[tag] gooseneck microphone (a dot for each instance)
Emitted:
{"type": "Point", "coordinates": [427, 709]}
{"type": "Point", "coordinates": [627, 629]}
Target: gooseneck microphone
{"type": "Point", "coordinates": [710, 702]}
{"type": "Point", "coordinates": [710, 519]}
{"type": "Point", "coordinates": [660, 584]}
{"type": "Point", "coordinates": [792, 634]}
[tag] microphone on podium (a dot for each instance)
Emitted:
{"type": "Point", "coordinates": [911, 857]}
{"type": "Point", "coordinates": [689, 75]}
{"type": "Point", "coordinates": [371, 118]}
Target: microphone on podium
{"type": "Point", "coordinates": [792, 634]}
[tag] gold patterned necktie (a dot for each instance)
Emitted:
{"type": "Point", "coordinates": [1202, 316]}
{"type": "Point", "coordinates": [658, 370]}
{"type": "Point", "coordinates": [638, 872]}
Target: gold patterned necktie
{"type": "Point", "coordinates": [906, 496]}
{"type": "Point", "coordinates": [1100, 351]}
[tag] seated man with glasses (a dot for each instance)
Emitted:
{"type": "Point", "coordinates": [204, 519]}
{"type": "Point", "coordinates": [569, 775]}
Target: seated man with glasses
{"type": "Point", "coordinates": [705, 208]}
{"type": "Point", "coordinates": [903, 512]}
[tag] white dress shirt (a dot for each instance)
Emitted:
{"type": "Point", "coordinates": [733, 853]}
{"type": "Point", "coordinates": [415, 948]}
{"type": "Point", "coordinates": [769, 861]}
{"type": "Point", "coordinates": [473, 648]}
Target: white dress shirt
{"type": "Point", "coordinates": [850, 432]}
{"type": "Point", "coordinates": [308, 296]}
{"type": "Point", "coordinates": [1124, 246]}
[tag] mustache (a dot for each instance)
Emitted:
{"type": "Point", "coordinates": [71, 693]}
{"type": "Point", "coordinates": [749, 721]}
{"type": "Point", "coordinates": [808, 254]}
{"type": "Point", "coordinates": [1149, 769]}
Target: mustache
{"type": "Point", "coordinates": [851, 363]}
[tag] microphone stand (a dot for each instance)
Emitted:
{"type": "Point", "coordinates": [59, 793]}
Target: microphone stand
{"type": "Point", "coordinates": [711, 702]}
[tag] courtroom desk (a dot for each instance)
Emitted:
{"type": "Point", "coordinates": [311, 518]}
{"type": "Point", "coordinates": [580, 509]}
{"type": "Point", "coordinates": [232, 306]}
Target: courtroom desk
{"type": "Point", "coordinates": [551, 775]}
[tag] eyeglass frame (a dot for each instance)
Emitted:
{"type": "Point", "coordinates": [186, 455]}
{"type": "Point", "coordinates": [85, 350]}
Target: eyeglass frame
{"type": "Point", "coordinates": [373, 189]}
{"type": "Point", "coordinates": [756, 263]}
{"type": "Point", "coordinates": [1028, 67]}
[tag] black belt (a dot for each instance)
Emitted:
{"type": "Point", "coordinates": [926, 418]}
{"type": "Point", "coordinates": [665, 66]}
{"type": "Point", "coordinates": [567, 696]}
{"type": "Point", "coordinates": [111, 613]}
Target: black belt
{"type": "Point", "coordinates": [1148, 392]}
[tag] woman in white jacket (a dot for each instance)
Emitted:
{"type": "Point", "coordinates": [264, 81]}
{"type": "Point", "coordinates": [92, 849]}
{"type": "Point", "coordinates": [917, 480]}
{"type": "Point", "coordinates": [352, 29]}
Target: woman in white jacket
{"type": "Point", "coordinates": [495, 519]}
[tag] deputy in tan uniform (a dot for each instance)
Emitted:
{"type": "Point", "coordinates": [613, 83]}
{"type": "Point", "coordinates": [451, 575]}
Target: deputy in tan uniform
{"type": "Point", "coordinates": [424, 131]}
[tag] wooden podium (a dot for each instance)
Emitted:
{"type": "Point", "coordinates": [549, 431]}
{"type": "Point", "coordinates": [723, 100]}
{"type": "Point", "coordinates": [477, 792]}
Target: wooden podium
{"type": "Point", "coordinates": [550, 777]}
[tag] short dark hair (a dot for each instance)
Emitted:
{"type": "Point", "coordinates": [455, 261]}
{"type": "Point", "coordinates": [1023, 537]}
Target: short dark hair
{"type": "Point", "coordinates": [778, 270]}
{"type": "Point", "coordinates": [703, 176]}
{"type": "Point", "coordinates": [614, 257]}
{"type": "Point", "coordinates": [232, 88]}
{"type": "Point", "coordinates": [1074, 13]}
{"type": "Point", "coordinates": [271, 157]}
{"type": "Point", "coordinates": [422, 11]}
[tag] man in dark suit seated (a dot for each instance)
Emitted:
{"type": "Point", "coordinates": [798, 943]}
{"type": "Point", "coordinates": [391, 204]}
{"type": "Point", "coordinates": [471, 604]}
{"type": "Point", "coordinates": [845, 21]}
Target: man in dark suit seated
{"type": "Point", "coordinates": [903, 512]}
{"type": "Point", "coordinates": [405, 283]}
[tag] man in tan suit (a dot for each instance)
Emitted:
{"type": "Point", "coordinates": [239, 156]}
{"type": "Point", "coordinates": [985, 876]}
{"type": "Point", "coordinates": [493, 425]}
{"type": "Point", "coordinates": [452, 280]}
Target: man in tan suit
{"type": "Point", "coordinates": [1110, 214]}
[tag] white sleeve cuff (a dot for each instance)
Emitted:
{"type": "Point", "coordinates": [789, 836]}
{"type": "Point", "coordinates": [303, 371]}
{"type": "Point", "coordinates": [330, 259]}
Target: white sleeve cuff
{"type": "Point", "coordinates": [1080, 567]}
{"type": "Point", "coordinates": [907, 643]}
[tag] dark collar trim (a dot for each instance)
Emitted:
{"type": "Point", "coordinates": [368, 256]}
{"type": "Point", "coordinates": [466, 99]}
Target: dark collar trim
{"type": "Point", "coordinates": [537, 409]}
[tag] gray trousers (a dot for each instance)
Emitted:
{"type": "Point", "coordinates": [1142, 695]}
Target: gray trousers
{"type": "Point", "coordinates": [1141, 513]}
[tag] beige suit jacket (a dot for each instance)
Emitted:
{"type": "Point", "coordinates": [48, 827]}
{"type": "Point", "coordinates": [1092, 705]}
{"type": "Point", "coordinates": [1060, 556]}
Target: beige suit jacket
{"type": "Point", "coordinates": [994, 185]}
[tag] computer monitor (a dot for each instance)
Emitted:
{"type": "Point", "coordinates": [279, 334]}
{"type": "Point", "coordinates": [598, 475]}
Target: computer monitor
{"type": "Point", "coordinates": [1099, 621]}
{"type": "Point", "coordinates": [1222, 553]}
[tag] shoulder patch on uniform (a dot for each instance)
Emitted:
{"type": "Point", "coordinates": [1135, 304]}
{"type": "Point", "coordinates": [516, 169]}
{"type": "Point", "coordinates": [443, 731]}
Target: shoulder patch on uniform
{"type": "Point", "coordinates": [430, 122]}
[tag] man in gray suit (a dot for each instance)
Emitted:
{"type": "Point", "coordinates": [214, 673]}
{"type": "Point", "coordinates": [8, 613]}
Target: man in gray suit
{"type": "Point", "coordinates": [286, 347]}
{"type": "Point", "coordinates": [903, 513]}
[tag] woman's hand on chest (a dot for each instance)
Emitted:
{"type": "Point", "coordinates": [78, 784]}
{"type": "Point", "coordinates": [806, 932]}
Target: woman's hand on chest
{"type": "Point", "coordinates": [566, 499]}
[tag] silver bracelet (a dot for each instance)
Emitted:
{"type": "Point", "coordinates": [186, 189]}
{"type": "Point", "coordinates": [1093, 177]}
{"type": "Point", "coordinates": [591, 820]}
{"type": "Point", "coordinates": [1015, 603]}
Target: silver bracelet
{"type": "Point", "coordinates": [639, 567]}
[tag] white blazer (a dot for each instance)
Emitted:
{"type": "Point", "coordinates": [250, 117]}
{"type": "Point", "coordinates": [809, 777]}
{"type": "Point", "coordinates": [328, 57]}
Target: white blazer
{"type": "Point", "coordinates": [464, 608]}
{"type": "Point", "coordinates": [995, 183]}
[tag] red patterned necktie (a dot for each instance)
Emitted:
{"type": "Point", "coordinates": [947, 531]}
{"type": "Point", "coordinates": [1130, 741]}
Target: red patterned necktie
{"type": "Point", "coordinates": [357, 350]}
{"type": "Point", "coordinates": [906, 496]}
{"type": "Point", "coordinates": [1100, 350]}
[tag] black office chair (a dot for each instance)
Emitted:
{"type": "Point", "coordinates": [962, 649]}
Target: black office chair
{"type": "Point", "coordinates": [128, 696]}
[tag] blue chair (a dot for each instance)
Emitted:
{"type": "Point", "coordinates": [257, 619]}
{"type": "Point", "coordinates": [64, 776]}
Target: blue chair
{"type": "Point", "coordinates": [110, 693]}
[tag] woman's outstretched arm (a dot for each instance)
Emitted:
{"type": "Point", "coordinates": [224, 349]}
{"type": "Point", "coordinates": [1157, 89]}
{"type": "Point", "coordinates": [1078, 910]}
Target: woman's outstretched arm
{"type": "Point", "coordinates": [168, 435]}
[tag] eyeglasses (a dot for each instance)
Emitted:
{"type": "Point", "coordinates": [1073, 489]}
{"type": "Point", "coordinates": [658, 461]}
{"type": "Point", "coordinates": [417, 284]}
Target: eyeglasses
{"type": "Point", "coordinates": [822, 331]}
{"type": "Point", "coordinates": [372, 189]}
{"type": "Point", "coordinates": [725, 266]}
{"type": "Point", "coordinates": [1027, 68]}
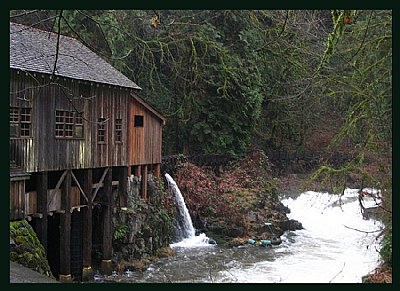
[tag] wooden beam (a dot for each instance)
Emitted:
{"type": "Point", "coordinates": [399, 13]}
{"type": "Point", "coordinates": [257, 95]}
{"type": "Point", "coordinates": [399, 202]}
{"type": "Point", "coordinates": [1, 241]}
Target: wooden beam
{"type": "Point", "coordinates": [123, 186]}
{"type": "Point", "coordinates": [57, 186]}
{"type": "Point", "coordinates": [144, 182]}
{"type": "Point", "coordinates": [65, 226]}
{"type": "Point", "coordinates": [87, 220]}
{"type": "Point", "coordinates": [79, 186]}
{"type": "Point", "coordinates": [100, 183]}
{"type": "Point", "coordinates": [107, 224]}
{"type": "Point", "coordinates": [41, 226]}
{"type": "Point", "coordinates": [157, 170]}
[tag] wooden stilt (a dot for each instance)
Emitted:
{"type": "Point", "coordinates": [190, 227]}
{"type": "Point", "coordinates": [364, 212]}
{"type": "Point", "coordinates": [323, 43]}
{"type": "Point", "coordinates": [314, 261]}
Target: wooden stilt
{"type": "Point", "coordinates": [65, 227]}
{"type": "Point", "coordinates": [157, 170]}
{"type": "Point", "coordinates": [41, 227]}
{"type": "Point", "coordinates": [144, 182]}
{"type": "Point", "coordinates": [87, 226]}
{"type": "Point", "coordinates": [122, 186]}
{"type": "Point", "coordinates": [107, 226]}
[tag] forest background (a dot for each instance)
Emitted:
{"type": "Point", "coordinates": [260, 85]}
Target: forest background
{"type": "Point", "coordinates": [229, 81]}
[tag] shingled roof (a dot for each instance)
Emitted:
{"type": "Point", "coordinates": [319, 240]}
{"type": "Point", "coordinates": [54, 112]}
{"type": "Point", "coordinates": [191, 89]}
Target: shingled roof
{"type": "Point", "coordinates": [35, 50]}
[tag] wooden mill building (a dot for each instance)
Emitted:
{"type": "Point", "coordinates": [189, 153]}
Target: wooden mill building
{"type": "Point", "coordinates": [78, 130]}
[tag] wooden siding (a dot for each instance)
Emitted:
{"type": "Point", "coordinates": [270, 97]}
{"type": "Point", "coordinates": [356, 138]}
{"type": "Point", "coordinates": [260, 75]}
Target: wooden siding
{"type": "Point", "coordinates": [17, 200]}
{"type": "Point", "coordinates": [142, 139]}
{"type": "Point", "coordinates": [44, 152]}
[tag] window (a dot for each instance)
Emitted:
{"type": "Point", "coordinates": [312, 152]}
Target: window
{"type": "Point", "coordinates": [118, 130]}
{"type": "Point", "coordinates": [20, 122]}
{"type": "Point", "coordinates": [138, 121]}
{"type": "Point", "coordinates": [101, 130]}
{"type": "Point", "coordinates": [69, 124]}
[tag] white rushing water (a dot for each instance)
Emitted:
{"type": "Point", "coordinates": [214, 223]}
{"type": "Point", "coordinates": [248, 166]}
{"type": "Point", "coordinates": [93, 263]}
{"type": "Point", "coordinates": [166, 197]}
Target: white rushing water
{"type": "Point", "coordinates": [336, 245]}
{"type": "Point", "coordinates": [185, 231]}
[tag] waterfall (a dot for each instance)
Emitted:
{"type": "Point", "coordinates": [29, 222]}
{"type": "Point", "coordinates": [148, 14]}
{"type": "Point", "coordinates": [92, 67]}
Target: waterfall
{"type": "Point", "coordinates": [184, 230]}
{"type": "Point", "coordinates": [184, 225]}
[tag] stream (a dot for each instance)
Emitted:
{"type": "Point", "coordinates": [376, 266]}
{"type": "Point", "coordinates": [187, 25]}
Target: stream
{"type": "Point", "coordinates": [337, 245]}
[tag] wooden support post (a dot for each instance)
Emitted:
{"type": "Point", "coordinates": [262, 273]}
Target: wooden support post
{"type": "Point", "coordinates": [41, 226]}
{"type": "Point", "coordinates": [138, 171]}
{"type": "Point", "coordinates": [157, 170]}
{"type": "Point", "coordinates": [123, 186]}
{"type": "Point", "coordinates": [107, 226]}
{"type": "Point", "coordinates": [144, 183]}
{"type": "Point", "coordinates": [65, 229]}
{"type": "Point", "coordinates": [87, 226]}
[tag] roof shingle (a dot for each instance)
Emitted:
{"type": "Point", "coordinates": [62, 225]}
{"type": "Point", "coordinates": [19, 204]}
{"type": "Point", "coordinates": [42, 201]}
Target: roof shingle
{"type": "Point", "coordinates": [35, 50]}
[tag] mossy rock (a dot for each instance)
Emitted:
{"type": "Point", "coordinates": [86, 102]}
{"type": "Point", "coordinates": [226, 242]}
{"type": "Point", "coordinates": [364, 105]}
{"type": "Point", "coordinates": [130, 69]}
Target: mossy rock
{"type": "Point", "coordinates": [28, 251]}
{"type": "Point", "coordinates": [21, 240]}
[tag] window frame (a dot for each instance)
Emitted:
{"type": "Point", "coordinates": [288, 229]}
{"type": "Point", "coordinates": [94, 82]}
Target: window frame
{"type": "Point", "coordinates": [118, 130]}
{"type": "Point", "coordinates": [66, 124]}
{"type": "Point", "coordinates": [20, 119]}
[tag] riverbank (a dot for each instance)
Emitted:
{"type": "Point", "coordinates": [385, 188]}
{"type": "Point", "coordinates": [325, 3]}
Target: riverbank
{"type": "Point", "coordinates": [21, 274]}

[Set exercise] Reproduce exactly the line that holds "[tag] roof shingle (a dot for each instance)", then every line after it, ending with the final line of the records above.

[Output below]
[tag] roof shingle (a dot for each instance)
Emitted:
{"type": "Point", "coordinates": [62, 225]}
{"type": "Point", "coordinates": [19, 204]}
{"type": "Point", "coordinates": [42, 201]}
Target: roof shingle
{"type": "Point", "coordinates": [35, 50]}
[tag] mossy rock (a dot for each instance)
Emitted:
{"type": "Point", "coordinates": [86, 102]}
{"type": "Point", "coordinates": [226, 242]}
{"type": "Point", "coordinates": [364, 105]}
{"type": "Point", "coordinates": [130, 69]}
Target: mossy rock
{"type": "Point", "coordinates": [28, 251]}
{"type": "Point", "coordinates": [21, 240]}
[tag] window frame (a dot for each instance)
Emitted:
{"type": "Point", "coordinates": [288, 229]}
{"type": "Point", "coordinates": [94, 82]}
Target: window frame
{"type": "Point", "coordinates": [118, 130]}
{"type": "Point", "coordinates": [66, 124]}
{"type": "Point", "coordinates": [20, 119]}
[tag] riverbank (a dot for each instance)
Emitted:
{"type": "Point", "coordinates": [385, 188]}
{"type": "Point", "coordinates": [325, 3]}
Target: riverbank
{"type": "Point", "coordinates": [21, 274]}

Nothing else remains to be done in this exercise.